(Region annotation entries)

- - - - - - -

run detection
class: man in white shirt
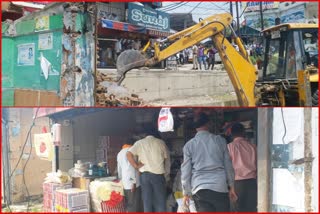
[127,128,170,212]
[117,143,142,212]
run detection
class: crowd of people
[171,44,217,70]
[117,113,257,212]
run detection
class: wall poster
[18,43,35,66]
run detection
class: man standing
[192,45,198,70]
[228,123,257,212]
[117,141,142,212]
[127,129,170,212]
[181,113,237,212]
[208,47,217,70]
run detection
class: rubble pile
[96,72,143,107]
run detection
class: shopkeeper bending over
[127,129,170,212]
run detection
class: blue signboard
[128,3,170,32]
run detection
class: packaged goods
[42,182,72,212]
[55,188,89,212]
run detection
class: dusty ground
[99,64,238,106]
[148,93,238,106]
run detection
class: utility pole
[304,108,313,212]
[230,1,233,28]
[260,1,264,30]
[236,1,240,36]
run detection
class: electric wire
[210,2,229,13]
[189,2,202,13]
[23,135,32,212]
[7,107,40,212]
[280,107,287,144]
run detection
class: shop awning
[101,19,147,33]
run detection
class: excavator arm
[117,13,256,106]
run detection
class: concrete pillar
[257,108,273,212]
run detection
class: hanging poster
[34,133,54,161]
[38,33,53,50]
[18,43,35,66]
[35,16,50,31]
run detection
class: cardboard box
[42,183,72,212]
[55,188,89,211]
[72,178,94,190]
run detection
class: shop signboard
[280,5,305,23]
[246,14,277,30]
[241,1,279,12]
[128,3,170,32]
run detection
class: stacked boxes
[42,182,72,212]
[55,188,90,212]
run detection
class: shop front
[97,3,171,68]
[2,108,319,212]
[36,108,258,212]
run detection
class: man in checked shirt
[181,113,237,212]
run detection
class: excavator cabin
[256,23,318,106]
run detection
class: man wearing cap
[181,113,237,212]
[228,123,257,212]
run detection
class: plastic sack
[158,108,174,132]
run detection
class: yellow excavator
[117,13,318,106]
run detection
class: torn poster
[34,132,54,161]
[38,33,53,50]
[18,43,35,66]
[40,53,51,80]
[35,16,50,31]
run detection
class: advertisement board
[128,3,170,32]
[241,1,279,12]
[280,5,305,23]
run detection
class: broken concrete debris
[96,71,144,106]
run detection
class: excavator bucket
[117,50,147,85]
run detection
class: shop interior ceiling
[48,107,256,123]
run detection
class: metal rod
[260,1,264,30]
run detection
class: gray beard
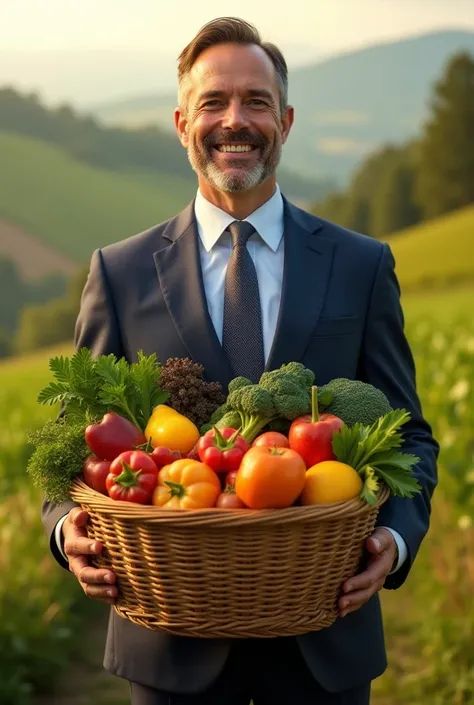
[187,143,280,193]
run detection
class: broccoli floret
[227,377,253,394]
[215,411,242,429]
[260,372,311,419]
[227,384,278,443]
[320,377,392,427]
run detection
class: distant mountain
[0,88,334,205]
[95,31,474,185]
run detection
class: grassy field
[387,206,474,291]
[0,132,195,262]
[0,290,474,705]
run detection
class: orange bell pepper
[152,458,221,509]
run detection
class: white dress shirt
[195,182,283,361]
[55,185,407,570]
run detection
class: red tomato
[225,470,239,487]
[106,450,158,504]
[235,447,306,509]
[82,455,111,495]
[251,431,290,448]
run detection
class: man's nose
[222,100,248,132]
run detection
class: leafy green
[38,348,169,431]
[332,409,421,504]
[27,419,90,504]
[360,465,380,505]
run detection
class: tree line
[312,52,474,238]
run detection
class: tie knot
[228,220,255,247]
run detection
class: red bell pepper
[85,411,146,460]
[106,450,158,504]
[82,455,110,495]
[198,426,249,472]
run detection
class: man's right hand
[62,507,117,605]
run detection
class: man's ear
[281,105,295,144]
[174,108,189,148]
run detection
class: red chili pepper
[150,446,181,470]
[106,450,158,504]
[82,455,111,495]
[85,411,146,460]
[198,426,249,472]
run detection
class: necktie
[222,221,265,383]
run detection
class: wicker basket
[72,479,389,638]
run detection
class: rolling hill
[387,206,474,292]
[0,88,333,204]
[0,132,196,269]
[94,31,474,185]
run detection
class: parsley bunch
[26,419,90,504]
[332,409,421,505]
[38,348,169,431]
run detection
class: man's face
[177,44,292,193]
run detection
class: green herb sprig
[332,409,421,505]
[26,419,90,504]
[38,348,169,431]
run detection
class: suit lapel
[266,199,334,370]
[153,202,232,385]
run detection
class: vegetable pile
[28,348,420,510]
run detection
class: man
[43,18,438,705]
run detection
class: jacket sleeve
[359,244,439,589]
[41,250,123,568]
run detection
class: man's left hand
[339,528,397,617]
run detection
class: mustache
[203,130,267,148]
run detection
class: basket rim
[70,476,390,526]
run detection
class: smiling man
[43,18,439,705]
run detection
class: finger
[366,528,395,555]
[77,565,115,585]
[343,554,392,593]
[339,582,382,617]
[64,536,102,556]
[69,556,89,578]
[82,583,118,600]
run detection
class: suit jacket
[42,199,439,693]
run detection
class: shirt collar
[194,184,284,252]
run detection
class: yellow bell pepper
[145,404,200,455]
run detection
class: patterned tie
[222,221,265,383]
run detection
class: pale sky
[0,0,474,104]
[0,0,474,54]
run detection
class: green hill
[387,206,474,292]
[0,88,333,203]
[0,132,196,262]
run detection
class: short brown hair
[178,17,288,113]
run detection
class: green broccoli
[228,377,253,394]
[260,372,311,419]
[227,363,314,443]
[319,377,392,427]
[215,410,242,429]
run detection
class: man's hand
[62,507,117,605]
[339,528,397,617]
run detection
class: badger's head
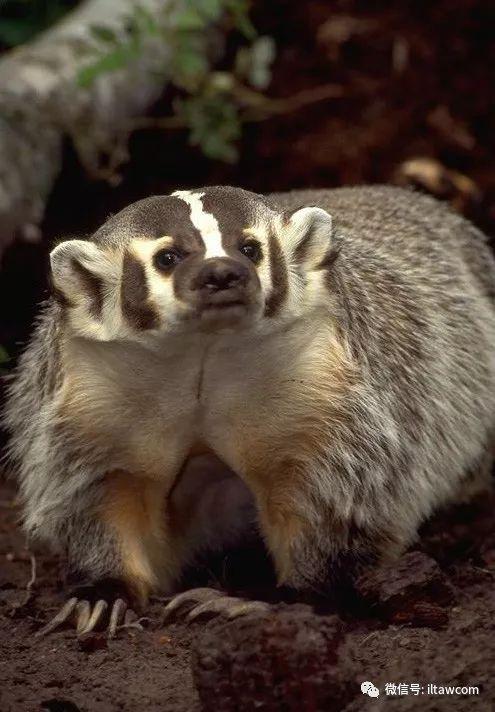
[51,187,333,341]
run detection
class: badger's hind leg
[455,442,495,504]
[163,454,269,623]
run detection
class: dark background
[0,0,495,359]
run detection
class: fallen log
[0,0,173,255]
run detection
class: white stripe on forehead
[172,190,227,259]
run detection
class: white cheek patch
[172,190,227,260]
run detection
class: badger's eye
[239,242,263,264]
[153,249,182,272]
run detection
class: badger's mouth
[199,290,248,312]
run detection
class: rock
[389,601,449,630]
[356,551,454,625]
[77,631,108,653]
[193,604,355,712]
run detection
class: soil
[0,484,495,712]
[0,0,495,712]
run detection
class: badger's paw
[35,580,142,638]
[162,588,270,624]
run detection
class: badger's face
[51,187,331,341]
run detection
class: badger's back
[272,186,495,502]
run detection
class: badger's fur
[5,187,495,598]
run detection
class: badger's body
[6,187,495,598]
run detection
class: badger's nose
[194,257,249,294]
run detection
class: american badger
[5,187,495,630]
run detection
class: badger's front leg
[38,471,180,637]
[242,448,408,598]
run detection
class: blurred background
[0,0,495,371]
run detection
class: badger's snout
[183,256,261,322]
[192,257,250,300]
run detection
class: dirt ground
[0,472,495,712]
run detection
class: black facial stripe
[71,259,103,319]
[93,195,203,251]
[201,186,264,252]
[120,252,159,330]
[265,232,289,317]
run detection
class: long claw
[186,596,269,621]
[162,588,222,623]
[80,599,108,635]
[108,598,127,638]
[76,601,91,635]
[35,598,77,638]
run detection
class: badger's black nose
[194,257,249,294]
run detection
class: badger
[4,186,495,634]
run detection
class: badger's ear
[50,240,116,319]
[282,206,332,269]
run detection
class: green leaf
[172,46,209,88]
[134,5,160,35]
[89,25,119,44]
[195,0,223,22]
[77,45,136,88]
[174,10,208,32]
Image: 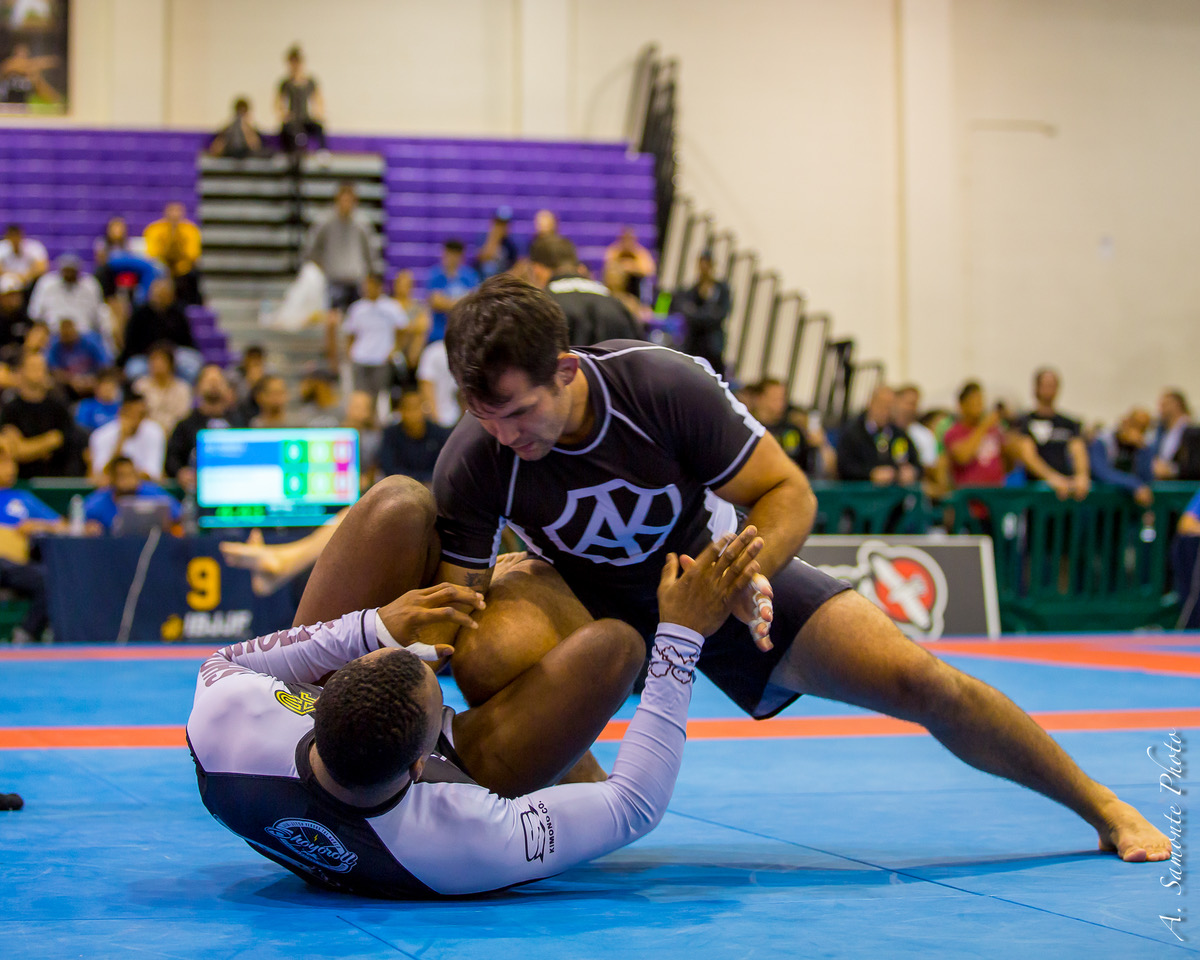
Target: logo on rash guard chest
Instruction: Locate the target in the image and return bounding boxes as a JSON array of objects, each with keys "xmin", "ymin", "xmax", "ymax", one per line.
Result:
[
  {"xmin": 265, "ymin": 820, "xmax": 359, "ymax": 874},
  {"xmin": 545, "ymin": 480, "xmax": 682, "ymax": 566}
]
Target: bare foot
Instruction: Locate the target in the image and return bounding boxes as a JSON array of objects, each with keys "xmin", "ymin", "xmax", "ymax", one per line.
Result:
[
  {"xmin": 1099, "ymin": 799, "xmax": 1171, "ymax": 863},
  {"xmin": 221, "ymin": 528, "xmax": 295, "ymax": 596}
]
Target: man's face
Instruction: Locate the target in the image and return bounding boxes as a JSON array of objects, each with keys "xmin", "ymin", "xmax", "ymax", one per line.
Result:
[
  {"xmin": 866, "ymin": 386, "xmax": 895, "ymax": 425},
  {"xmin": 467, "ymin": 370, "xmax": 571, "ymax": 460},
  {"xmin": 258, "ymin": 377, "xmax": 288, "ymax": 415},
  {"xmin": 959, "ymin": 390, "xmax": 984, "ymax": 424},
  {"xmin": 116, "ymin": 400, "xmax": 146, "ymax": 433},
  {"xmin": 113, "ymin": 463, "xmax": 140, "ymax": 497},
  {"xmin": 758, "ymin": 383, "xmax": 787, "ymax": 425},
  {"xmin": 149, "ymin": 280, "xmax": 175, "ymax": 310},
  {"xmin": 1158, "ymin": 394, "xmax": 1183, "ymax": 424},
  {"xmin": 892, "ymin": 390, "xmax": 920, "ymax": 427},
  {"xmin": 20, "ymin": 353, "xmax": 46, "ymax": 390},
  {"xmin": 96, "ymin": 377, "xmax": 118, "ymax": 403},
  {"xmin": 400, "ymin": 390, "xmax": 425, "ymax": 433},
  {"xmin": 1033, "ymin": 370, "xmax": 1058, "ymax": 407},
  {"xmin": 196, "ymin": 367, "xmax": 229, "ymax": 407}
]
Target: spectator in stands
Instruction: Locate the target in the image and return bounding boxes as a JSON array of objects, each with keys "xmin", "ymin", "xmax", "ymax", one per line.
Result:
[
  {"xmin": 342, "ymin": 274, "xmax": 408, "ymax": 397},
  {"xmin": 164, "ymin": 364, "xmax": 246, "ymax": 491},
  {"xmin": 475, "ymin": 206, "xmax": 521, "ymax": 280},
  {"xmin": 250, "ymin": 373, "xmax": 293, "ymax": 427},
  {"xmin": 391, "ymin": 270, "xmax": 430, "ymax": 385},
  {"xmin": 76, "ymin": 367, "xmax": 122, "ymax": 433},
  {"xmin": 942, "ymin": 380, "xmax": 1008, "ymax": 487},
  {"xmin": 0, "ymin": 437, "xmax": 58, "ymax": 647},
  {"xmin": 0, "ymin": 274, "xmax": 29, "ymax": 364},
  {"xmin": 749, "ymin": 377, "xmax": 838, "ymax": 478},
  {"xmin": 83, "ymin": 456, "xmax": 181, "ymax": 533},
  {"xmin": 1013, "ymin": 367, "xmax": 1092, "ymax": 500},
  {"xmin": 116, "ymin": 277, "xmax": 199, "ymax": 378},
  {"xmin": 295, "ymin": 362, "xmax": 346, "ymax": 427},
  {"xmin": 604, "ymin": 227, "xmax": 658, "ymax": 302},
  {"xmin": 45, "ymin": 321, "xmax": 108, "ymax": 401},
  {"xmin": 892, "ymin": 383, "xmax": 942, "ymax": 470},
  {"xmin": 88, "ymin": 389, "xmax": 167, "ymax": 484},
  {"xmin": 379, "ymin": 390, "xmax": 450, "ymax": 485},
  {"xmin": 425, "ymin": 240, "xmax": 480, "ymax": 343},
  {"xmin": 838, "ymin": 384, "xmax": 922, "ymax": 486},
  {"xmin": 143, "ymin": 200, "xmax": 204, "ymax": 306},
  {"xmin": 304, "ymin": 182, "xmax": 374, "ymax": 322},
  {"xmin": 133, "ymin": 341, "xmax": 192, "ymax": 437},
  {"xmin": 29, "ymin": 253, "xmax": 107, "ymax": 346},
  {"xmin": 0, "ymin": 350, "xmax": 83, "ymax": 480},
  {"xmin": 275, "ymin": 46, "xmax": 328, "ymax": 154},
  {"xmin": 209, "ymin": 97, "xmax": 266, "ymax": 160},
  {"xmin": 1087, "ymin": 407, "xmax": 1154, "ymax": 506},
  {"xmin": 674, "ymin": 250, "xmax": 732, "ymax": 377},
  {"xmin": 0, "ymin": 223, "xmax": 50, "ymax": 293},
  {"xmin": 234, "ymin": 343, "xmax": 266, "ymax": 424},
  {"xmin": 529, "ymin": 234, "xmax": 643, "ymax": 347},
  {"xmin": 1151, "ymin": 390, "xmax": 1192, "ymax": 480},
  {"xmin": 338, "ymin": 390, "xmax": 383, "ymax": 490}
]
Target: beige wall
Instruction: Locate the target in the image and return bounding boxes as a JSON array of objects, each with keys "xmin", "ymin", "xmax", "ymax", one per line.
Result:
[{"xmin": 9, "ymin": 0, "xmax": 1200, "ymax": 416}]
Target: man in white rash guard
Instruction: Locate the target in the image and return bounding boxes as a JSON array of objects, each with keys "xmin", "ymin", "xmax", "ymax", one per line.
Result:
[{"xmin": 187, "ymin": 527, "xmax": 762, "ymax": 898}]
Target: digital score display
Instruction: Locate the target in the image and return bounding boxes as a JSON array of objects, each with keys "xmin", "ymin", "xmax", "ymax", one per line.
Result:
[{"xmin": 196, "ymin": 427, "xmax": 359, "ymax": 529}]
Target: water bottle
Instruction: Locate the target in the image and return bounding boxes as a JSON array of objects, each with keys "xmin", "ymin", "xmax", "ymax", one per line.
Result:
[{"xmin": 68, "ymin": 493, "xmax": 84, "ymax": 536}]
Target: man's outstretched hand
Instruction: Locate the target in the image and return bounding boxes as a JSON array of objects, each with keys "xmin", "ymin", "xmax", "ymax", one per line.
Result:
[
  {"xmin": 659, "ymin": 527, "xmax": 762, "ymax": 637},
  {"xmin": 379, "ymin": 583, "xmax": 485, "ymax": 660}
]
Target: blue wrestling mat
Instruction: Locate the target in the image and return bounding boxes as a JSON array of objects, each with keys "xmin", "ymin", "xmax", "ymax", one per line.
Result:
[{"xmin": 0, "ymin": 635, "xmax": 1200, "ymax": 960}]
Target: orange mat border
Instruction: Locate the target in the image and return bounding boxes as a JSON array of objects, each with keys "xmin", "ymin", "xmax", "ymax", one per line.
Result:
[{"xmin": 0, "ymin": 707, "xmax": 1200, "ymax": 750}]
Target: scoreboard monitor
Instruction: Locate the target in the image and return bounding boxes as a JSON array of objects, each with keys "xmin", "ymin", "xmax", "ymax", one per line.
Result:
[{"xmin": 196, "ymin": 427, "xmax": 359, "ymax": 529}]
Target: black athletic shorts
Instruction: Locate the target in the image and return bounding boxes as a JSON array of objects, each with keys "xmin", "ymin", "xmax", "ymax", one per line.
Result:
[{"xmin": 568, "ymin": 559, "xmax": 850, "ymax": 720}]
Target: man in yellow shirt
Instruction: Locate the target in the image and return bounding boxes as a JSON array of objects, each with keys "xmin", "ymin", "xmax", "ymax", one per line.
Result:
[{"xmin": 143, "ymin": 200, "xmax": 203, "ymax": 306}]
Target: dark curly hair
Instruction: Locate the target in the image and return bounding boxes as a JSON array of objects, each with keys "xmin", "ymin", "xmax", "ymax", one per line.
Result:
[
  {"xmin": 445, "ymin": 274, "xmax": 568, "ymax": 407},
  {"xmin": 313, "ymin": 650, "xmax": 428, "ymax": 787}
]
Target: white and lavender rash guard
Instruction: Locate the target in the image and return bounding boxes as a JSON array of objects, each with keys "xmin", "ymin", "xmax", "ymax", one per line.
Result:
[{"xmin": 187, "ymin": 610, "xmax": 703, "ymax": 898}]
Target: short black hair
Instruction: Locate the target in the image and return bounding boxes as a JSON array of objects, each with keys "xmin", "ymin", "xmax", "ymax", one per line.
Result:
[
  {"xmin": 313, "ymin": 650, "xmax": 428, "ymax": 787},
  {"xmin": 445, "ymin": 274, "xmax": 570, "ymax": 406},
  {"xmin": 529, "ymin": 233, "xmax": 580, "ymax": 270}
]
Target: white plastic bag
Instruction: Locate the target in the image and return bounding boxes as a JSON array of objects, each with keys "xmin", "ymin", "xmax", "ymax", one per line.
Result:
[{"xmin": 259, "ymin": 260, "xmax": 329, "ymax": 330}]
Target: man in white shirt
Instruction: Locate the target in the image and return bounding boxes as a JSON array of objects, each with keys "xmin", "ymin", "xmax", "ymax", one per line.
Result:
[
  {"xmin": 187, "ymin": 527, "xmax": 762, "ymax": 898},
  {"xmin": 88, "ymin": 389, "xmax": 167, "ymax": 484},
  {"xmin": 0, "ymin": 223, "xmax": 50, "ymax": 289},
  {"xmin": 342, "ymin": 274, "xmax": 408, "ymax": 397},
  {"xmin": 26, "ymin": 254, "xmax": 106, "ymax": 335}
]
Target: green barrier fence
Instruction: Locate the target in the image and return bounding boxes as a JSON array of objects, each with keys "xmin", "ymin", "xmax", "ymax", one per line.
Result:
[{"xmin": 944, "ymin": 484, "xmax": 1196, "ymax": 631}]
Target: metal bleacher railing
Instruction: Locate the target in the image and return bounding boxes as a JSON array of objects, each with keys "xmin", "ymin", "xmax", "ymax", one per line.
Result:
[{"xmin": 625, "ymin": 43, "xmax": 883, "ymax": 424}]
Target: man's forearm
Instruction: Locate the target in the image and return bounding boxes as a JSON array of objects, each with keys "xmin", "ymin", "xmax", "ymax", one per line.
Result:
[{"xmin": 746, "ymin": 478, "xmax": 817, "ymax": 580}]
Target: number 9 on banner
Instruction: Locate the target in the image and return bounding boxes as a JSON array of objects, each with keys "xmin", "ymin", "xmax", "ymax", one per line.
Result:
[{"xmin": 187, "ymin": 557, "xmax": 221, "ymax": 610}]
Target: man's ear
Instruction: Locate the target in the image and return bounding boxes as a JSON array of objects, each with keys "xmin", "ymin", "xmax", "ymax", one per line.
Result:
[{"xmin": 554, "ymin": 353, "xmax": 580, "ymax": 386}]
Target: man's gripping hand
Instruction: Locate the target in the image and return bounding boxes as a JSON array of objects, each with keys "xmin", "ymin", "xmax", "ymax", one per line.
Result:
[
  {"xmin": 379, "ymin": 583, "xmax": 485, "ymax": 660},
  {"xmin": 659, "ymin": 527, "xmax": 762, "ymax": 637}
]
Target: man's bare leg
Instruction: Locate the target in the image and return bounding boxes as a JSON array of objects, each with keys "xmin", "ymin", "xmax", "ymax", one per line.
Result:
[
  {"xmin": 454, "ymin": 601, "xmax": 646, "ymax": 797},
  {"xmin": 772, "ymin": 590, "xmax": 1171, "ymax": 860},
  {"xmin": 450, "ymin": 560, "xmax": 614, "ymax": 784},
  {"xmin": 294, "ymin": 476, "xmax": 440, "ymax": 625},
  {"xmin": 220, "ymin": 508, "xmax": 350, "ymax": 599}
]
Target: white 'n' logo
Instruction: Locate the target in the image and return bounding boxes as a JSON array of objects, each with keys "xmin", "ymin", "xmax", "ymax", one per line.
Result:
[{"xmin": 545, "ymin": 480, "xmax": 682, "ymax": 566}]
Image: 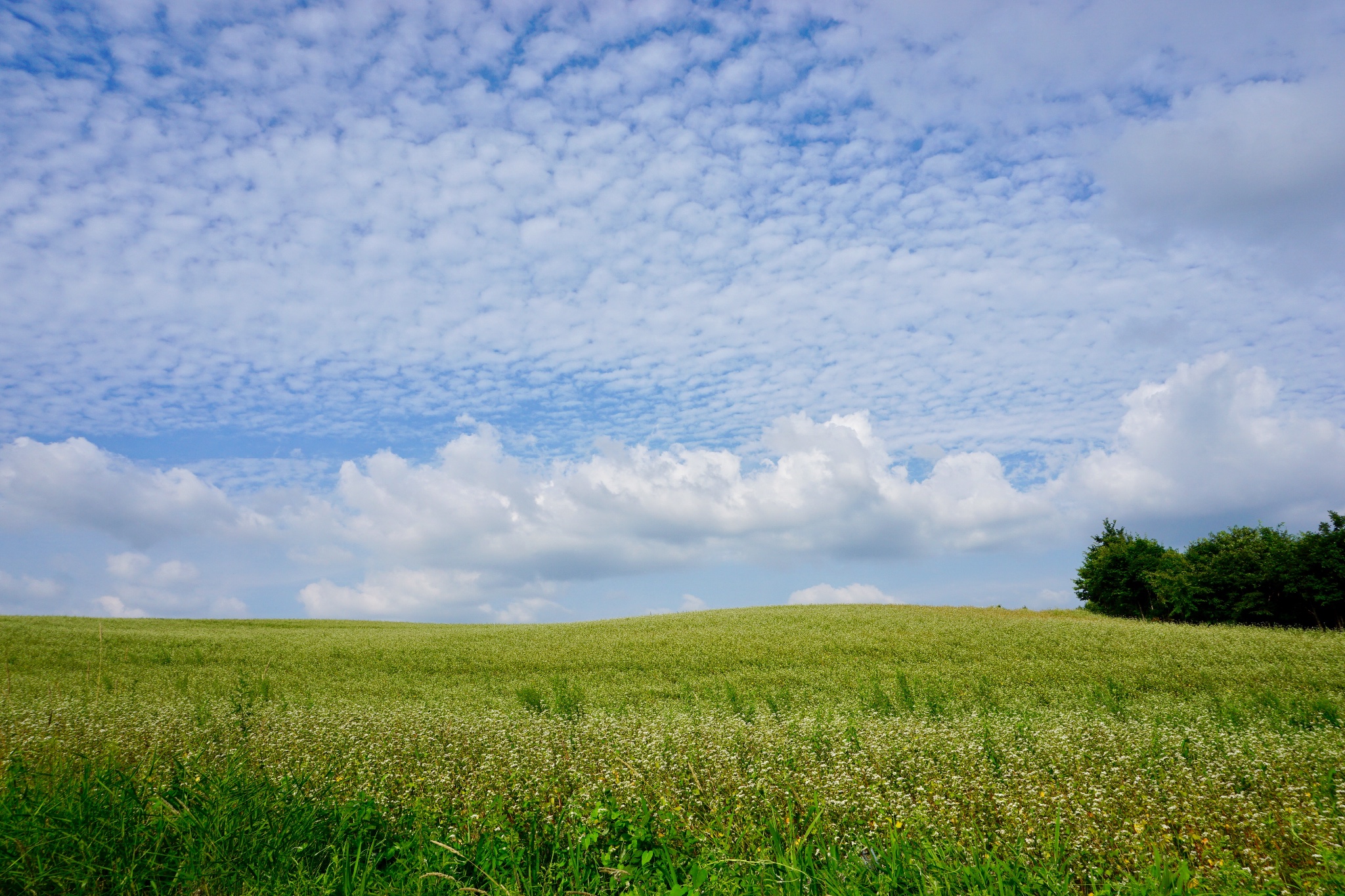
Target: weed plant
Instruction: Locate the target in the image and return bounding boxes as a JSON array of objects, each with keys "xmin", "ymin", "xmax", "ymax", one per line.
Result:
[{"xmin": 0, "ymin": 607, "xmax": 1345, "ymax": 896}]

- - - - - - -

▸ **Goal**:
Can you output the entries as a Markdown table with columns No. and Text, one numbered row per line? Begin at the first line of the entries and stop after the line containing "[72,178,94,190]", including that line. Leave out blank lines and the pictures.

▸ **Finished exercise**:
| No. | Text |
|---|---|
| 1 | run detection |
| 2 | class: man in white shirt |
| 3 | [127,128,170,212] |
| 4 | [117,143,142,212] |
| 5 | run detection |
| 6 | class: crowd of people |
| 7 | [171,44,217,70] |
| 8 | [117,113,257,212] |
| 9 | run detection |
| 10 | class: wall poster |
| 11 | [18,43,35,66] |
| 12 | run detection |
| 13 | class: man standing |
| 14 | [192,45,198,70] |
| 15 | [228,123,257,212] |
| 16 | [117,141,142,212] |
| 17 | [127,129,170,212] |
| 18 | [181,113,237,212] |
| 19 | [208,47,217,70] |
| 20 | run detection |
| 21 | class: rubble pile |
| 22 | [96,72,143,107] |
| 23 | run detection |
| 24 | class: shopkeeper bending over |
| 25 | [127,129,170,212] |
| 26 | run detection |
| 27 | class: blue signboard |
| 28 | [128,3,170,32] |
| 29 | run detection |
| 30 | class: packaged goods |
| 31 | [42,182,72,212] |
| 32 | [55,188,89,212] |
| 33 | run detection |
| 34 | class: dusty ground |
| 35 | [99,64,238,106] |
| 36 | [148,93,238,106] |
| 37 | run detection |
| 38 | class: utility pole |
| 39 | [304,108,313,212] |
| 40 | [230,1,233,28] |
| 41 | [260,1,264,30] |
| 42 | [236,1,240,36] |
| 43 | run detection |
| 44 | class: electric wire |
| 45 | [210,2,229,13] |
| 46 | [189,2,202,13] |
| 47 | [23,135,32,212] |
| 48 | [7,107,40,212] |
| 49 | [280,107,287,144] |
| 50 | run detection |
| 51 | class: shop awning |
| 52 | [101,19,147,33] |
| 53 | run detection |
| 54 | class: excavator arm |
| 55 | [117,13,256,106] |
| 56 | run detection |
| 57 | class: concrete pillar |
| 58 | [257,108,273,212] |
| 59 | run detection |
| 60 | class: hanging poster |
| 61 | [34,133,54,161] |
| 62 | [38,33,53,50] |
| 63 | [18,43,35,66] |
| 64 | [35,16,50,31] |
| 65 | run detection |
| 66 | class: cardboard box |
| 67 | [42,183,72,212] |
| 68 | [55,188,89,211] |
| 69 | [72,178,94,190] |